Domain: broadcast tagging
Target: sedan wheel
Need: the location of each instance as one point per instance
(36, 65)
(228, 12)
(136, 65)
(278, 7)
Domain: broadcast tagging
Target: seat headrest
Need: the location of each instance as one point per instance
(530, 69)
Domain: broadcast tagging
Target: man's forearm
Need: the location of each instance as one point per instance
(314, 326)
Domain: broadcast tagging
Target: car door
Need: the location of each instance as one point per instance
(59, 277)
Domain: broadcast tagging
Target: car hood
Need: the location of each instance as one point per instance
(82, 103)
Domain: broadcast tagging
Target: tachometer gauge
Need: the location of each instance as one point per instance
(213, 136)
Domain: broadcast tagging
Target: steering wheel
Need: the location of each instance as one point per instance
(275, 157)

***

- _Problem description_
Reproduce all of the rows above verbatim, including every line and coordinate pair.

- _Right answer_
Domain: broadcast tagging
Target: sedan wheel
Need: the location of each instance as one point per instance
(36, 65)
(228, 12)
(136, 65)
(278, 7)
Domain: broadcast tagging
Target: seat headrest
Need: the location of each instance as one point per instance
(530, 69)
Domain: broadcast tagging
Target: man's forearm
Need: the location of each instance as one point per instance
(314, 326)
Domain: broadcast tagging
Target: car door
Need: the location of each instance as one point per instance
(59, 277)
Domain: broadcast tagging
Target: car hood
Need: the location of each instance as one point per instance
(82, 103)
Domain: broadcast tagging
Target: tachometer gauge
Need: the location of each instance as one point per instance
(213, 136)
Domain: broadcast tagging
Target: steering wheel
Need: the location of each instance as one point per instance
(275, 157)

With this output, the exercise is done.